QUOTED PASSAGE →

^^^^

# 125 Gallon African Tank of mixed species



## plug (Nov 10, 2013)

Here is the first pic of my 125 Gallon African Tank
It is a work in progress, as I have fish from Lake Malawi, Tanganyika, and Lake George



Looking for any opinions to see if I am on the right track

I currently have 23 fish in the tank, and plan to add some more to maybe 30 -35 fish


----------



## Floridagirl (Jan 10, 2008)

The tank is nice looking, but fish mix my be difficult. I see a few Frontosa. They do best in a species tank. They can exist with Haps but really don't show their best. I see a Venustus and a few Peacocks. A Peacock/Hap tank may be a better fit for a 125. You say you have fish from Lake George, a lesser known African lake. Do you have Yellow Belly Alberts in there? Some of the Vic type cichlids can be overly aggressive or not show great colors in thios type of set-up. It can be hit and miss. Best of Luck, and keep us posted.


----------



## plug (Nov 10, 2013)

Yes I do have a Yellow Belly Alberts in there and I am alos planning on adding a Hap Flameback as well, which I believe is from that Lake or another of those lesser known lakes
I realize the mix may be a bit different, but I will definitely be watching closely, and so far no real aggression anywhere, and if things change I will rehome or remove and troublesome or troubled fish


----------



## Henrique.Jones (Dec 27, 2013)

It is a nice looking tank.
Congos and best wishes.
Keep posted.
I am fond of Fronts but it is very rare here in my local.


----------



## Floridagirl (Jan 10, 2008)

plug said:


> Yes I do have a Yellow Belly Alberts in there and I am alos planning on adding a Hap Flameback as well, which I believe is from that Lake or another of those lesser known lakes
> I realize the mix may be a bit different, but I will definitely be watching closely, and so far no real aggression anywhere, and if things change I will rehome or remove and troublesome or troubled fish


I'm trying not to be a "negative Nellie", but have seen many similar tanks fail. The biggest issues will start about a year in, as fish reach sexual maturity. You may not even see the aggression, but if you start having random sickness, and /or death, you will know that it is occurring. Keep on your toes.


----------



## plug (Nov 10, 2013)

Are you suggesting I maybe remove the frontosa and the Lake George fish...the yellow belly alberts?
I do have 3 venustus and will rehome 2 of them as they grow
Now that I have Multiple Tank Syndrome, I am already thinking about a separate Lake Tanganyka tank for the Frontosa...possibly

so far my OB Peacock is really nicely coloured as well as my German Red Peacock...most of the other fish are still small and not much colour


----------



## Floridagirl (Jan 10, 2008)

Things I can see happening...
1. Fronts get nipped picked on, or eat smaller fish. (Species tank would be best)

^^^^

GIVEN MATERIAL →
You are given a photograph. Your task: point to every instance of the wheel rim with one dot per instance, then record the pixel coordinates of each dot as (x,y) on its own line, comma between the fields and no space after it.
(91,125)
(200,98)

^^^^

Carry on the forum thread about the 125-gallon African tank of mixed species, picking up after its final sentence.

RESPONSE TO THIS EXERCISE →
2. Random assortment of fish provides too many males and not enough females to form breeding groups Extra males fight and females are harassed to death.
3. Hybrid babies from such unions.
4. Yellow Belly Alberts could go either way. I've not kept them, but understand that they are not overly energetic, like Malawi fish. They may be able to hold their own.

Possible Solutions..
1. An all male tank, rehome all females. Keep a male Front and hope he doesn't eat the smaller fish, or rehome all the Fronts.
2. Pick 3-5 species of fish that you love in the tank, and form breeding groups. 1m to 4-6 females. Bigger fish 3 species(15 fish), mix of species 4 species( 20-25 fish), 5-6" fish, 5 species (30ish fish)


----------



## plug (Nov 10, 2013)

You offer some interesting insights obviously from your wealth of experience and knowledge
I will take all into consideration as I am by far no expert

My initial plan was to have all male tank, and from I have been told, all my Peacocks are males, but as for the other fish, it is hard to tell

Obviously my tank will be a work in progress as I continue to fine tune it taking all suggestions given and working from there


----------



## Floridagirl (Jan 10, 2008)

I's all trial an error. I have made many mistakes along the way, and continue to do so. I have seen tanks that I was skeptical about do fine, and tanks that should be foolproof, fail. It's just best to know how they should act and be prepared. But, as I am fond of saying, "Fish don't read their profiles!"


----------



## DJRansome (Oct 29, 2005)

I'd shoot for 25 fish (mixed genders) or 18 fish (all male) in a 125G depending on the species. When I tried mixing Tangs with Malawi peacocks and haps it didn't work well (leleupi, trets, calvus). Same with mixing Victorians with peacocks and haps (flamebacks, nyererei). No one died but the fish from the non-Malawi lake did better in species tanks or community tanks with others of their same Lake. Just my experience.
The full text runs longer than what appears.